Select every line in the rows below that contains the word "hair", and copy those lines. Case counts.
** Begin DATASET **
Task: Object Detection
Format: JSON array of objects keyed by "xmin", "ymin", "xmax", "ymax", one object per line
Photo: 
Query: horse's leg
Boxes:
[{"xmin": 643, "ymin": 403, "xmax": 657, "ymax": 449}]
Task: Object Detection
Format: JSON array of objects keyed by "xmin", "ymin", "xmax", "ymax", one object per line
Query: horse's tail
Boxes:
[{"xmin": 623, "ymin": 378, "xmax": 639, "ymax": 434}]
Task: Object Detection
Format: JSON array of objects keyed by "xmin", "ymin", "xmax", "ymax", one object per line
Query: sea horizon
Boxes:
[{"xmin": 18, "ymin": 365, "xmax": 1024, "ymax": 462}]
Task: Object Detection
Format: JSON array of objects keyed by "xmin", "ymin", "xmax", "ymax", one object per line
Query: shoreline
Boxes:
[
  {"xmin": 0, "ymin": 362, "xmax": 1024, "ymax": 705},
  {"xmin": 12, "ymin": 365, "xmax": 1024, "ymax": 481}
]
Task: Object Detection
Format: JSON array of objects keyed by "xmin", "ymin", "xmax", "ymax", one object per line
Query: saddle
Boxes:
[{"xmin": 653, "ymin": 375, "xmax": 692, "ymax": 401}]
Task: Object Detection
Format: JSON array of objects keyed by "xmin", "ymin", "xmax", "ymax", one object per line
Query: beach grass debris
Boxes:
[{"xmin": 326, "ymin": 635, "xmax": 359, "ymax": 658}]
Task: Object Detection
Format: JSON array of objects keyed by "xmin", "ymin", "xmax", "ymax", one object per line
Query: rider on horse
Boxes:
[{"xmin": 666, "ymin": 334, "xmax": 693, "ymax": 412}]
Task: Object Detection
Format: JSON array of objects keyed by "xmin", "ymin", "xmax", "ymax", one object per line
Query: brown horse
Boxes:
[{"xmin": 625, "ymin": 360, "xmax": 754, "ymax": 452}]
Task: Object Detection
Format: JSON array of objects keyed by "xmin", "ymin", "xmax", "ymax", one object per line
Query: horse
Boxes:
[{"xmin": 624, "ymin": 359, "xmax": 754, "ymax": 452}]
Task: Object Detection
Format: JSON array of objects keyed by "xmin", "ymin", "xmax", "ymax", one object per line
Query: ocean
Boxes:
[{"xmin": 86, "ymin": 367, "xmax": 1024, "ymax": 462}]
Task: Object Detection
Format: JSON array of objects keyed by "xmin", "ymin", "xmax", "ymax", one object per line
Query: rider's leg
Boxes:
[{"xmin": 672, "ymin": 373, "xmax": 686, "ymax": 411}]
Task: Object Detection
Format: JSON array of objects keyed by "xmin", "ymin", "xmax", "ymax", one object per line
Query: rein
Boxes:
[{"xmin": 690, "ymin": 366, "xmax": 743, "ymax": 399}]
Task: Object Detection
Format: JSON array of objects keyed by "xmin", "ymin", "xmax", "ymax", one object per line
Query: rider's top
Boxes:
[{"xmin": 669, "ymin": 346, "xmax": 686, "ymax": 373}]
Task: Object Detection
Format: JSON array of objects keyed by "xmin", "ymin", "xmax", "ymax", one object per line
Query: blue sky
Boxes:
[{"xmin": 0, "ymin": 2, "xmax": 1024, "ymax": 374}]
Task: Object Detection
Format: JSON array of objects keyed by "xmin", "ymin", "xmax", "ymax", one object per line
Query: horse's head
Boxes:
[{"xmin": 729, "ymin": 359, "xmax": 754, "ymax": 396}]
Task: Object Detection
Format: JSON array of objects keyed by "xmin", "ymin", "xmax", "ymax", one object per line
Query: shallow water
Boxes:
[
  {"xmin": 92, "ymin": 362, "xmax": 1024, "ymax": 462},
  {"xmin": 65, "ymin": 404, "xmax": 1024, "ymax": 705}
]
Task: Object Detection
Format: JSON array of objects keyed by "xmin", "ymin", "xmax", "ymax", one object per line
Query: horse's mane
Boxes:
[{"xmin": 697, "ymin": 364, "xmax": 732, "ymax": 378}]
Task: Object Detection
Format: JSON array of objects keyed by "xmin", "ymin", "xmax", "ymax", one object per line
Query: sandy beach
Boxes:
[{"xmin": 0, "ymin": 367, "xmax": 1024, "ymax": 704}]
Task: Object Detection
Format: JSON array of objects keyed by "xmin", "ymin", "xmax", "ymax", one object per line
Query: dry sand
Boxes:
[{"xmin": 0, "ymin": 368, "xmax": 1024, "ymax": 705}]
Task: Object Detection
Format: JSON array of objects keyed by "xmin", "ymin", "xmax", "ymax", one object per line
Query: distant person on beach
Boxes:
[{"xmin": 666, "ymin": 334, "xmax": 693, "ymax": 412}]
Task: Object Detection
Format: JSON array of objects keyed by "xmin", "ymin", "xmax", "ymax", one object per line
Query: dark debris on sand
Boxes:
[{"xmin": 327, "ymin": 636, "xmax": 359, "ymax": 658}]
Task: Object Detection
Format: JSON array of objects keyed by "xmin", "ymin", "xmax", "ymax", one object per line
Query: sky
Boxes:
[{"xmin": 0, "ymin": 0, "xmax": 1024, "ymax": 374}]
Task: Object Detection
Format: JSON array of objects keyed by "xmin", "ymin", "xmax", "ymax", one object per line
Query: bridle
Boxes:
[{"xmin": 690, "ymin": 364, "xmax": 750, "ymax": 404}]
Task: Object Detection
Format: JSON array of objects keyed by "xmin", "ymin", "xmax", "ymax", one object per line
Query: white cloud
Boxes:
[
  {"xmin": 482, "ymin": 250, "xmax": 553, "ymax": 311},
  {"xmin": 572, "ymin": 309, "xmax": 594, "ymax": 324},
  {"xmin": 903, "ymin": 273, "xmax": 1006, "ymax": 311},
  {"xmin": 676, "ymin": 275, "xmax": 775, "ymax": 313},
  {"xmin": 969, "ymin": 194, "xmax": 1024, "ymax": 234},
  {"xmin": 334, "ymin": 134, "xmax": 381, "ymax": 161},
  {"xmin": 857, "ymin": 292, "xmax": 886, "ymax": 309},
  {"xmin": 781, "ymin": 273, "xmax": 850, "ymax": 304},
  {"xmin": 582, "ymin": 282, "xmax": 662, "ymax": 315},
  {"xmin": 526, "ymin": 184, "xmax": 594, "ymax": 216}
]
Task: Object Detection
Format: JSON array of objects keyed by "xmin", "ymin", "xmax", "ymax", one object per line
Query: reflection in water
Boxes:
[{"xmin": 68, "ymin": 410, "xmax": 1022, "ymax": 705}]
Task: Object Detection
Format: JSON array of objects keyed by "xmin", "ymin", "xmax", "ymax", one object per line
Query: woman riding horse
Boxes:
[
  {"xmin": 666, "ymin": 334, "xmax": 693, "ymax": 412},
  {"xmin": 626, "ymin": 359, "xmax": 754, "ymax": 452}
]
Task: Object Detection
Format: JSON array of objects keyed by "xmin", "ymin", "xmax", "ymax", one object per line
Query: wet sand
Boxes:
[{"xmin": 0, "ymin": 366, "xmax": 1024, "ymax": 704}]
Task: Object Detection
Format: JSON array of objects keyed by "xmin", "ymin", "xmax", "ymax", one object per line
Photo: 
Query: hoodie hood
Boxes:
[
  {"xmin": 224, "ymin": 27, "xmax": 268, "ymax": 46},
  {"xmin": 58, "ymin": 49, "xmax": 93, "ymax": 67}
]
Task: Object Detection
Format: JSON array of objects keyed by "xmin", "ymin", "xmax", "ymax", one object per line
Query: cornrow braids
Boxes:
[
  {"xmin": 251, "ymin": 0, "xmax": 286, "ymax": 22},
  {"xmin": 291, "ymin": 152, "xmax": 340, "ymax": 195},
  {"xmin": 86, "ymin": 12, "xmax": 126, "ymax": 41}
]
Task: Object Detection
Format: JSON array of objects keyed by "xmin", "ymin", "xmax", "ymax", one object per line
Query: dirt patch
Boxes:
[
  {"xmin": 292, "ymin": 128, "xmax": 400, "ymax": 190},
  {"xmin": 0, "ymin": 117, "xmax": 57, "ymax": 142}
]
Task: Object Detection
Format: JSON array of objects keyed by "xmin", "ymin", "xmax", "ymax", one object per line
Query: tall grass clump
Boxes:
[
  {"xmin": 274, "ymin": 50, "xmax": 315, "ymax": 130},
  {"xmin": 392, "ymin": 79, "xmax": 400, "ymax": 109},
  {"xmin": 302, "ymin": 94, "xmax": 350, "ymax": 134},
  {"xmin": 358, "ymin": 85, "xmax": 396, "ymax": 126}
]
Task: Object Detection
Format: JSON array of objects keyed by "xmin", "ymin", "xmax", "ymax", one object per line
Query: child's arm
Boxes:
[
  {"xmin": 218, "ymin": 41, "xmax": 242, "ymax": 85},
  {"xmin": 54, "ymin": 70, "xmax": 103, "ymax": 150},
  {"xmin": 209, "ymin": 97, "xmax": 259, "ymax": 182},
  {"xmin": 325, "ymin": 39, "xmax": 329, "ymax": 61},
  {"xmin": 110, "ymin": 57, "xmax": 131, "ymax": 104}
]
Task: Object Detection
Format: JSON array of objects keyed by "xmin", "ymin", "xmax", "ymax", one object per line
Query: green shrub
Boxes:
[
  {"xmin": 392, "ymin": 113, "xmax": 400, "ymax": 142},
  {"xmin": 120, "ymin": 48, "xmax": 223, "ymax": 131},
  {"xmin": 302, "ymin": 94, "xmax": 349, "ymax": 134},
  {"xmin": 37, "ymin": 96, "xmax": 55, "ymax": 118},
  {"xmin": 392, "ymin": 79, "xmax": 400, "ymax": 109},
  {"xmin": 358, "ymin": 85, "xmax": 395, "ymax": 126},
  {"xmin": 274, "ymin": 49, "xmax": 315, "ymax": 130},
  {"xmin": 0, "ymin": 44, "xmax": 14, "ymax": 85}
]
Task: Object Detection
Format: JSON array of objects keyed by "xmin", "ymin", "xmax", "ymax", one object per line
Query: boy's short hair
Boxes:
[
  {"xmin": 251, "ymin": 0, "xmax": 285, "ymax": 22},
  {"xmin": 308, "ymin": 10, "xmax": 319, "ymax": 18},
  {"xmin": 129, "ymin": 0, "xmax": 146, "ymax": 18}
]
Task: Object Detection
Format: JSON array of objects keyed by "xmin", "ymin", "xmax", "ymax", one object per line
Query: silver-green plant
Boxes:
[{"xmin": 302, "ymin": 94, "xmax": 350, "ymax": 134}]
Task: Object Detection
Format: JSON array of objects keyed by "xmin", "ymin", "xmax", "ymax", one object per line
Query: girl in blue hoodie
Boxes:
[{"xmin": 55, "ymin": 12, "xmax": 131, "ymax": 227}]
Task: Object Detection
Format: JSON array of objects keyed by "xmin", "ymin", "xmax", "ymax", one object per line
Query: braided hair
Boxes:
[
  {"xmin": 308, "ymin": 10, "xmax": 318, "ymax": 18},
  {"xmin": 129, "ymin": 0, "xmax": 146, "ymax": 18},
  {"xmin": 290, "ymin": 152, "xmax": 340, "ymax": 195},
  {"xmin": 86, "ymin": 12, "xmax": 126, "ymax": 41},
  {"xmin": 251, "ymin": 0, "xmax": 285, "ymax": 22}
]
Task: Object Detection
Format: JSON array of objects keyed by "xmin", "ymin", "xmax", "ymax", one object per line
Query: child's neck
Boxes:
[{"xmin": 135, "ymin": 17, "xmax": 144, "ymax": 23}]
** End DATASET **
> [FULL OUTPUT]:
Query: boy's short hair
Query: braided hair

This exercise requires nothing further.